BEGIN Records supplied

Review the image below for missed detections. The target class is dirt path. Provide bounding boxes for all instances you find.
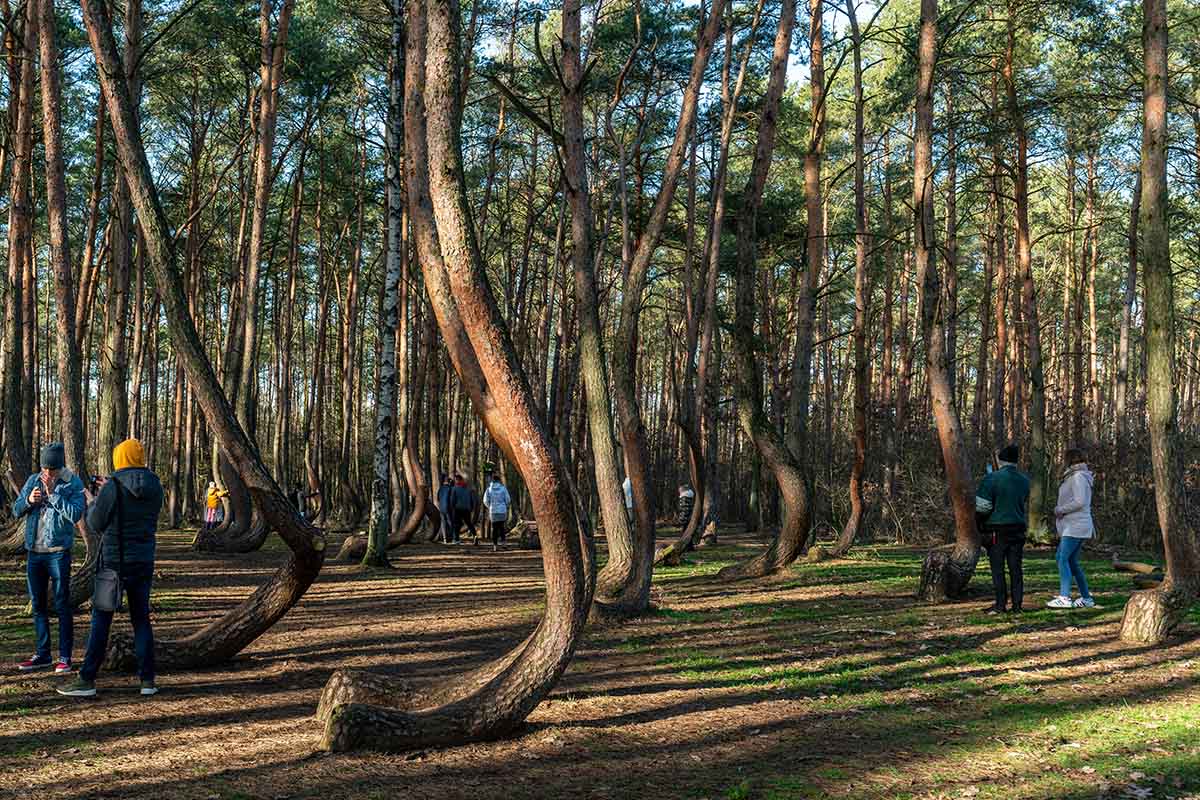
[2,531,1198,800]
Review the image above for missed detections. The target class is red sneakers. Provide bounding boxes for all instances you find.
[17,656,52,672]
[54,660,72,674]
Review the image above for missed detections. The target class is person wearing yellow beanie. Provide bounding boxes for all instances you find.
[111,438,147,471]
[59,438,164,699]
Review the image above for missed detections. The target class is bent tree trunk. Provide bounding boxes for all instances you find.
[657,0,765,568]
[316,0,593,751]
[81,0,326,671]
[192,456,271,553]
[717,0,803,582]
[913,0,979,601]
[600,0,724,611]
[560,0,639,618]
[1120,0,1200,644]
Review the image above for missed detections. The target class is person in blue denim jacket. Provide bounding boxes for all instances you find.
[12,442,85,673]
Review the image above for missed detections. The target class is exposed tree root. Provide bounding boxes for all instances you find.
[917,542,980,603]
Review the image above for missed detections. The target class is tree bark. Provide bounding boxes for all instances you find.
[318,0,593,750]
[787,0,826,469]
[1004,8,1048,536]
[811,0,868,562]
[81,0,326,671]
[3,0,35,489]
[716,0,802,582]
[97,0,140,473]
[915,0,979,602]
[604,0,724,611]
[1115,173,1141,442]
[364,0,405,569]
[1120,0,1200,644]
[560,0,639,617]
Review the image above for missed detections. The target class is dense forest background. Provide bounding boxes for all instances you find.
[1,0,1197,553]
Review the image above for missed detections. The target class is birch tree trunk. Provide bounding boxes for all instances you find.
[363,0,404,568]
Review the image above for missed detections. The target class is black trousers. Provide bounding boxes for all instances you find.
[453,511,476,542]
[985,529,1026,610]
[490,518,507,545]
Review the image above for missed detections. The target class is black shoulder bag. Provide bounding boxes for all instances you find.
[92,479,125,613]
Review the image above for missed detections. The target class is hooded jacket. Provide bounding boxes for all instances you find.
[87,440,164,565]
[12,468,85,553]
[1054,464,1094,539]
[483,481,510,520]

END Records supplied

Your copy of the entries must be exact and must contain no pictures.

Review the image below for missed detections. The target class is dirt path. Provide bounding boxes for all instances you find.
[2,531,1198,800]
Review the image above for missed detections. The target class is red sneakers. Provide bounding boxes for all instances you find.
[17,656,52,672]
[54,660,72,674]
Review the image above for missed detections. The target class is person wearing yellow beanie. Provide bounding boxes for all instances you find.
[111,438,147,471]
[59,438,164,699]
Review the image above for missed detections. The target class is bent tree trunk. Provide bounding boxes for all instances you find.
[657,0,765,568]
[316,0,593,751]
[81,0,326,671]
[192,456,271,553]
[717,0,803,582]
[913,0,979,601]
[600,0,724,611]
[560,0,639,618]
[1120,0,1200,644]
Review the image above for missed detections. The target class is person in blue denim jacket. Provide bounding boxes for all instances you find.
[12,442,85,673]
Review the image above for missed detections. The target class is exposed tree root. Provide bounding boxes for all instances you find.
[917,542,980,603]
Review the image above for missed detections. The target class is tree bark. Provide bounding boxes for all instances you find.
[318,0,593,750]
[787,0,826,469]
[1004,8,1048,536]
[811,0,868,562]
[81,0,326,671]
[3,0,35,489]
[716,0,802,582]
[97,0,140,473]
[915,0,979,602]
[604,0,724,611]
[1115,173,1141,442]
[364,0,405,569]
[1120,0,1200,644]
[560,0,639,617]
Review the image above for missed detections. The target class is dense forest background. Provide bounding boxes for all instances you find.
[1,0,1197,553]
Review the image above for missed detections. The target class is birch tree trunk. Provide bounding boxes for all instances you find.
[363,0,404,568]
Review the image above for missed detections. The target class is black trousers. Provide bounding boxes for all instances you find.
[453,511,476,542]
[985,529,1026,610]
[490,518,507,545]
Review the image above for missed detections. The target class is black shoulder bag. Provide bounding boxes for all instances you find.
[92,479,125,613]
Review the image above for missed detections. The target class is hooded jacket. Provide bounding boxes for all instances you find.
[87,440,164,565]
[12,468,85,553]
[1054,464,1094,539]
[483,481,510,520]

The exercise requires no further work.